▸ WHAT THE EXERCISE ASKS
Report all lines of the records that contain "trace".

▸ STUDY MATERIAL
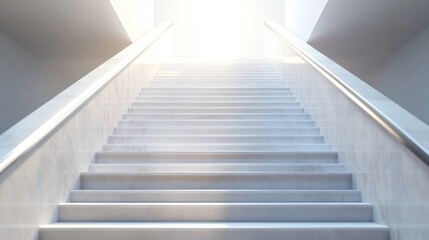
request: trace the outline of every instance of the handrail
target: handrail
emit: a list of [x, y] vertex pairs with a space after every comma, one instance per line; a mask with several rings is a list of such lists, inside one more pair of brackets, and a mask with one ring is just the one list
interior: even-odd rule
[[429, 127], [275, 22], [265, 26], [429, 166]]
[[172, 27], [164, 22], [0, 135], [0, 174], [76, 113]]

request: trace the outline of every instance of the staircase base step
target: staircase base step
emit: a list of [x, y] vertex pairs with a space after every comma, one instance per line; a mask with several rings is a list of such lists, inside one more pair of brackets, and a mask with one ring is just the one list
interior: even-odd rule
[[388, 240], [374, 223], [57, 223], [40, 240]]

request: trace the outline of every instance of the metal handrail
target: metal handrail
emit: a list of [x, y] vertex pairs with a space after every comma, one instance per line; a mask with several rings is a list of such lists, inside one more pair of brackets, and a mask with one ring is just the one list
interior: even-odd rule
[[[265, 26], [429, 166], [429, 127], [425, 123], [370, 86], [365, 86], [367, 87], [366, 90], [371, 92], [370, 94], [365, 94], [362, 90], [354, 88], [353, 84], [362, 88], [363, 81], [306, 42], [289, 33], [279, 24], [265, 22]], [[345, 81], [346, 78], [349, 80]], [[374, 100], [374, 96], [383, 99], [384, 104], [388, 102], [395, 111], [383, 111], [383, 107]], [[398, 120], [401, 118], [406, 118], [406, 120], [401, 122]]]
[[[0, 174], [46, 139], [173, 26], [164, 22], [0, 135]], [[82, 87], [85, 87], [82, 89]]]

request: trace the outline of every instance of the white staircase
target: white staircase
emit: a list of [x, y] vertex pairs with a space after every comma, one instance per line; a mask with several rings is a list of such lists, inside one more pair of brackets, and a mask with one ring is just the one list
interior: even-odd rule
[[41, 240], [388, 240], [269, 61], [166, 64]]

▸ ANSWER AREA
request: trace the outline of every instance of the handrail
request: trace the outline of every instance of the staircase base step
request: trace the outline of every instance of the metal handrail
request: trace the outline of every instance of the white staircase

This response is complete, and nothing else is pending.